● **GIVEN EXERCISE 1**
Copy the passage on marriage equality word for word.

● **PASSAGE GIVEN**
— begin —

This summer will mark two years since the Supreme Court ruled in favor of marriage equality in the landmark Obergefell v. Hodges case, granting access to marriage and its seemingly countless benefits and responsibilities to gay and lesbian couples in the United States.

The Court, in ruling, said, “[Gay and lesbian individuals,’ as well as the party’s] hope is not to be condemned to live in loneliness, excluded from one of civilization’s oldest institutions. They ask for equal dignity in the eyes of the law. The Constitution grants them that right.” It is difficult to overstate just how crucial marriage was to securing fundamental human dignities and civil rights for our community. But, it wasn’t the only issue our community needed to organize around, and now that the letter of the Constitution has been spelled out in marriage, we cannot forget that our struggle is far from over.

To start, we haven’t necessarily guaranteed equal access to marriage for every couple. There are gay couples living in 99.9 percent of all counties in America according to a 2011 story from The Advocate, yet in small communities and in neighborhoods around our country, gay couples may sometimes feel the discrimination and harassment institutionalized in their county marriage licensing office or in local businesses.

— end —

● **GIVEN RECORDS**
— begin —

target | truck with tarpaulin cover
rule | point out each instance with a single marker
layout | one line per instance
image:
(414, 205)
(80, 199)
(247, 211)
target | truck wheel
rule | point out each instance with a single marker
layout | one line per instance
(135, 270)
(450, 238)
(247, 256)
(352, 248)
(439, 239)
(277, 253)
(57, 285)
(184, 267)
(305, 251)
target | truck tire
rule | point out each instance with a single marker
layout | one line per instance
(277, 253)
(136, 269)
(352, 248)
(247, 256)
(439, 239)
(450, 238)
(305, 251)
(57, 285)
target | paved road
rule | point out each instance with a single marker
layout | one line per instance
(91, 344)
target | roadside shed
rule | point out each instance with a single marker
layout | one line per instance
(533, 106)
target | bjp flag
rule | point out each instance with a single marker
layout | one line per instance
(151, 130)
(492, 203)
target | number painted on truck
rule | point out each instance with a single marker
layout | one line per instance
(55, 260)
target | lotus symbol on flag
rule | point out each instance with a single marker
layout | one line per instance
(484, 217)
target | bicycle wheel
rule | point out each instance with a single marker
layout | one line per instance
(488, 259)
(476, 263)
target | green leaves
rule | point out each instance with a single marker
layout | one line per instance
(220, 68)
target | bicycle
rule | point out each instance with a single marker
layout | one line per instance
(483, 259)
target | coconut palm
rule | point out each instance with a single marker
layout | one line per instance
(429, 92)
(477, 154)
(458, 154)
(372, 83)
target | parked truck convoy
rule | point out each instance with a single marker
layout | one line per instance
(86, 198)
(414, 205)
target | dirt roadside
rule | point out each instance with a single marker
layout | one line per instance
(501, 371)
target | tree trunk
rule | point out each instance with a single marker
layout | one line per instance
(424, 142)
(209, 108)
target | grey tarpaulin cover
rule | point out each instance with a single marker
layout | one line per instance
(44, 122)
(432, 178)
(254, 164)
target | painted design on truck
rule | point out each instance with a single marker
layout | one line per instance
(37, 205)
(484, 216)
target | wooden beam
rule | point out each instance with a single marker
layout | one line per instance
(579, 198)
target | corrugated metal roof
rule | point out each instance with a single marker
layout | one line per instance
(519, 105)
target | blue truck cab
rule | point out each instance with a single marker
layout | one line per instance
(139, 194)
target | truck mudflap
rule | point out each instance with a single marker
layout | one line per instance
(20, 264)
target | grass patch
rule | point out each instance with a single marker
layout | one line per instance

— end —

● **GIVEN EXERCISE 2**
State how many lines of the listing above contain the word "painted", and give only the number.

● **WORKED ANSWER 1**
This summer will mark two years since the Supreme Court ruled in favor of marriage equality in the landmark Obergefell v. Hodges case, granting access to marriage and its seemingly countless benefits and responsibilities to gay and lesbian couples in the United States.

The Court, in ruling, said, “[Gay and lesbian individuals,’ as well as the party’s] hope is not to be condemned to live in loneliness, excluded from one of civilization’s oldest institutions. They ask for equal dignity in the eyes of the law. The Constitution grants them that right.” It is difficult to overstate just how crucial marriage was to securing fundamental human dignities and civil rights for our community. But, it wasn’t the only issue our community needed to organize around, and now that the letter of the Constitution has been spelled out in marriage, we cannot forget that our struggle is far from over.

To start, we haven’t necessarily guaranteed equal access to marriage for every couple. There are gay couples living in 99.9 percent of all counties in America according to a 2011 story from The Advocate, yet in small communities and in neighborhoods around our country, gay couples may sometimes feel the discrimination and harassment institutionalized in their county marriage licensing office or in local businesses.

● **WORKED ANSWER 2**
2